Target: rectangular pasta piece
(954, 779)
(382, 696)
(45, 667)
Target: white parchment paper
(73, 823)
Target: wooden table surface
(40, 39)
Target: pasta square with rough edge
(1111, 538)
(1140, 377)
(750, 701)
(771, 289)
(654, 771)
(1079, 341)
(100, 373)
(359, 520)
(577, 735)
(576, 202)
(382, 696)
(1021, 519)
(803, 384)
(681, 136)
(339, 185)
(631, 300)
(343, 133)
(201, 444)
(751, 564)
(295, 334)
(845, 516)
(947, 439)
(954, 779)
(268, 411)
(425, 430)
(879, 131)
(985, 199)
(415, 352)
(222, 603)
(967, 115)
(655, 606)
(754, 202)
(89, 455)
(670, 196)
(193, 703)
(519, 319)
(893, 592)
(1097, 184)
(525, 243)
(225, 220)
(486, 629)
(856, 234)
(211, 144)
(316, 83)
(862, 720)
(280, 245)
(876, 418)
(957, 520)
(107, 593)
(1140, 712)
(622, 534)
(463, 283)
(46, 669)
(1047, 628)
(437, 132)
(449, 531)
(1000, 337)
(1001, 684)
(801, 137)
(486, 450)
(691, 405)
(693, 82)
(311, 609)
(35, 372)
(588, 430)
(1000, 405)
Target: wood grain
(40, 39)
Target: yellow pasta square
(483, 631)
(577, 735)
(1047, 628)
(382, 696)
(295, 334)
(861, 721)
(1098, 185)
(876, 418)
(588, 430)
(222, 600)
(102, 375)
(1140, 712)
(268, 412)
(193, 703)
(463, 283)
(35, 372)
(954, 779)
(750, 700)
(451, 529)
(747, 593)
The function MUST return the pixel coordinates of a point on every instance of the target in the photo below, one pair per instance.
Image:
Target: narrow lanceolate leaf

==

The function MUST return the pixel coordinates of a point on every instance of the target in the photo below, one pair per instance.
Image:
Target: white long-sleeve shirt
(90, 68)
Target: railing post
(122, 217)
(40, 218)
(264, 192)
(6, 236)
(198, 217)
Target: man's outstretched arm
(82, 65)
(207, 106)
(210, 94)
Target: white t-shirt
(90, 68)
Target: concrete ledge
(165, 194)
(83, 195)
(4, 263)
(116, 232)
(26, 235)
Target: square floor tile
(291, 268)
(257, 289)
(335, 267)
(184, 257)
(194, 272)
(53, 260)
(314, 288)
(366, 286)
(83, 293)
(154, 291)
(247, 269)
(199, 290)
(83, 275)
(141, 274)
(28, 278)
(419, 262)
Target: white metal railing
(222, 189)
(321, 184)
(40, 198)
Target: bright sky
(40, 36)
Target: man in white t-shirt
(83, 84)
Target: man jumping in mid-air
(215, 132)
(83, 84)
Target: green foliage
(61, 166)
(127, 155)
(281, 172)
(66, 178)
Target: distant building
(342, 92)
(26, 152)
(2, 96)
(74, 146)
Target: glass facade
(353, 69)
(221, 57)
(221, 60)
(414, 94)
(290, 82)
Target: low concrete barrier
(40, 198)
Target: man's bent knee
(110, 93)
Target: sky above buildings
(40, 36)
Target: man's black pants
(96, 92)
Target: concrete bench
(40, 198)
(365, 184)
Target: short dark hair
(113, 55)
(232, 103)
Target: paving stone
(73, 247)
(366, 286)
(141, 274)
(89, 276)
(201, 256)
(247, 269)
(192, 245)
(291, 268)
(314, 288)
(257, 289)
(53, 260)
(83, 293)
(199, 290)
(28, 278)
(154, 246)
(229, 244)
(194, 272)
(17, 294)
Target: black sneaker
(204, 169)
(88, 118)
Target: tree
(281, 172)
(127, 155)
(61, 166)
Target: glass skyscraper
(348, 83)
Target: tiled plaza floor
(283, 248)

* * *

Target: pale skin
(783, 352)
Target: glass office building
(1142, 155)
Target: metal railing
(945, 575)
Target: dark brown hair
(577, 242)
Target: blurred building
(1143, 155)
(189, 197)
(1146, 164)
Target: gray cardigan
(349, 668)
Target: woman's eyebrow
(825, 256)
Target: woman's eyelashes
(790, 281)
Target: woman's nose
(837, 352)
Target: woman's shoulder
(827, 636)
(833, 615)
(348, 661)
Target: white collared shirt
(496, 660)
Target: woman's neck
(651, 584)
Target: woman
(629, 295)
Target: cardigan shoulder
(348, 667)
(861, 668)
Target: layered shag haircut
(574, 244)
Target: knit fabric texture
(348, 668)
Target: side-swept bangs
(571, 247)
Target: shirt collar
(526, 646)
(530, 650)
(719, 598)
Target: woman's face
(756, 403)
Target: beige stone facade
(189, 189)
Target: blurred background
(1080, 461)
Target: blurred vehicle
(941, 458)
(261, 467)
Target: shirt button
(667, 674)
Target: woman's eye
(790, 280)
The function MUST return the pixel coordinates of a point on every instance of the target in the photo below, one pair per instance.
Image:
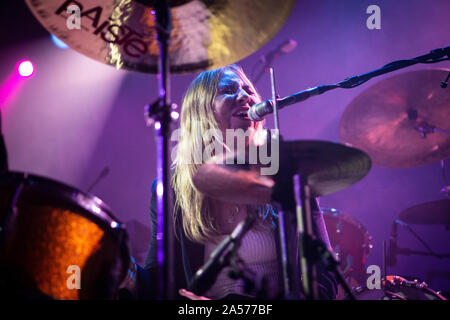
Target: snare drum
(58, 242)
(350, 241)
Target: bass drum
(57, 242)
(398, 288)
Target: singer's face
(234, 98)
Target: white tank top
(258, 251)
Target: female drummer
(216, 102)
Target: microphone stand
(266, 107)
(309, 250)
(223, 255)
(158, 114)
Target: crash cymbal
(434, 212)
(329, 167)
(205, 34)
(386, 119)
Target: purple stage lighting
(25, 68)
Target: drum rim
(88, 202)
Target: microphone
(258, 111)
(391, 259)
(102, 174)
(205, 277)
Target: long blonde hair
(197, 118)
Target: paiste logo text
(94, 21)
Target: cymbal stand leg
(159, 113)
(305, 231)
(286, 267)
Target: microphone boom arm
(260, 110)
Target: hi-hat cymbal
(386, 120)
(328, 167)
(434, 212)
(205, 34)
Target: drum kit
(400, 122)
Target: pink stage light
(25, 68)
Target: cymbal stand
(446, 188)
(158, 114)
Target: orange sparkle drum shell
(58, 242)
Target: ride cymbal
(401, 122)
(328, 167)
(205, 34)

### EXERCISE PROMPT
Above are the records; from them, give again exactly the lines from the one containing "Target: wood grain" through the one containing "Target: narrow lanceolate leaf", both included.

### RESULT OF THE TASK
Target: wood grain
(40, 39)
Target: yellow pasta square
(483, 631)
(577, 735)
(1047, 628)
(382, 696)
(295, 334)
(861, 721)
(1098, 185)
(876, 418)
(588, 430)
(222, 600)
(102, 375)
(1140, 712)
(268, 412)
(193, 703)
(463, 283)
(35, 372)
(954, 779)
(750, 700)
(451, 529)
(747, 593)
The function MUST return the pixel coordinates of a point on every instance of the target in the photo below, one pair per instance.
Image:
Target: narrow lanceolate leaf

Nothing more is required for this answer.